■ Task list ■
**1.** Write out the part of the CartPole DQN text starting with "This is a simplistic" and going on through "a satisfying result.", word for word.
**2.** Check each statement against the CartPole DQN text. Answer yes or no, and quote the words that decide it: (a) The code builds on PyTorch's official DQN tutorial. (b) Training gives the same result every time it is run. (c) All three listed trials used the same hyperparameters.

■ Passage ■

This is a simplistic implementation of DQN that works under CartPole-v0 with rendered pixels as input. It extends the implementation of pytorch's official DQN tutorial (which doesn't actually work) https://pytorch.org/tutorials/intermediate/reinforcement_q_learning.html.
It's tuned specifically for CartPole-v0 and will possibly fail for other tasks.
Due to the randomness of the DQN algorithm (random training samples & random network initialization), the training is not deterministic. You may have to restart a few times to get a satisfying result.
The following 3 experiment results came from the same set of hyper parameters:
Trial | Max reward | Max 100-mean | Total episodes | Solved after (episodes) |
---|---|---|---|---|
0 | 1600 | 220 | 5000 | 3000 |
1 | 900 | 160 | 5000 | - |
2 | 2500 | 500 | 10000 | 700 |
The last column indicates when the 100-mean reached 200.

■ Given information ■
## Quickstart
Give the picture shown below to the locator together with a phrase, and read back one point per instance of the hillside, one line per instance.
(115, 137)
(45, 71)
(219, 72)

...

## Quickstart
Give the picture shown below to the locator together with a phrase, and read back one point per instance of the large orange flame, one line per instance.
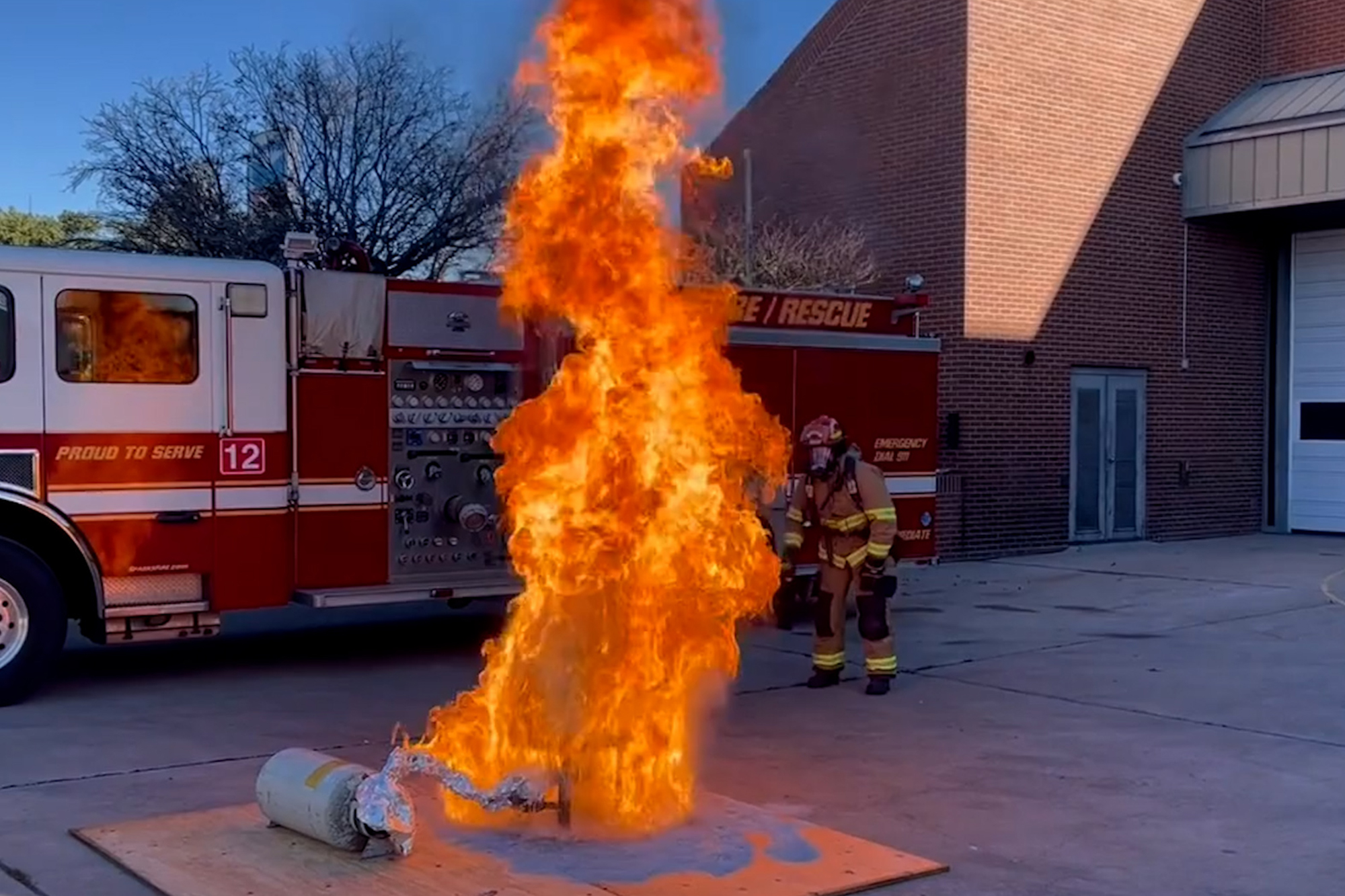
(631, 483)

---

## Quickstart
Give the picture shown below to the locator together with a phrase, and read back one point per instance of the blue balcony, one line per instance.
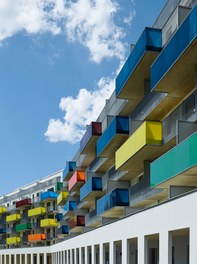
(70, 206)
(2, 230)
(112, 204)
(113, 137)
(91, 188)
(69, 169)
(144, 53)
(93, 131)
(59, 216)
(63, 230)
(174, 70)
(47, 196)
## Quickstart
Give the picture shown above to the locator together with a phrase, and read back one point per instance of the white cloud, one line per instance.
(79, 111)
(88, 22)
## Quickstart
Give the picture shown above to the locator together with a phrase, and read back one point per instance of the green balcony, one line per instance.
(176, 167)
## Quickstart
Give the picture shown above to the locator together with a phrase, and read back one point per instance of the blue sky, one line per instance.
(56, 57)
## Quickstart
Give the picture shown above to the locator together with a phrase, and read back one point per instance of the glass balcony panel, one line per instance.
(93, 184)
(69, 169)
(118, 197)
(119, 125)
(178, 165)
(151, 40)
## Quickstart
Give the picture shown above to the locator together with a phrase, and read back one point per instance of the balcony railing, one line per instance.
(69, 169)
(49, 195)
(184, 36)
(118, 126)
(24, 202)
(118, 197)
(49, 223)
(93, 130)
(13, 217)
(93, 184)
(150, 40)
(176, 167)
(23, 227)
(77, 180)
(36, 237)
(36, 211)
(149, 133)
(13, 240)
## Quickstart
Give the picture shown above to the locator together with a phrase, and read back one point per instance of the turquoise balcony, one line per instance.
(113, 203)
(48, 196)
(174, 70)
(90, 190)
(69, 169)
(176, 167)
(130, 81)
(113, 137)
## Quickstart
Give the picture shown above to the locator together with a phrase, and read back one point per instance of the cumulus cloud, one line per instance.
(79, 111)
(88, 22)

■ Outputs by task ■
**1.**
This is a simplistic implementation of DQN that works under CartPole-v0 with rendered pixels as input. It extends the implementation of pytorch's official DQN tutorial (which doesn't actually work) https://pytorch.org/tutorials/intermediate/reinforcement_q_learning.html.
It's tuned specifically for CartPole-v0 and will possibly fail for other tasks.
Due to the randomness of the DQN algorithm (random training samples & random network initialization), the training is not deterministic. You may have to restart a few times to get a satisfying result.

**2.**
(a) Yes: "It extends the implementation of pytorch's official DQN tutorial"
(b) No: "the training is not deterministic"
(c) Yes: "The following 3 experiment results came from the same set of hyper parameters"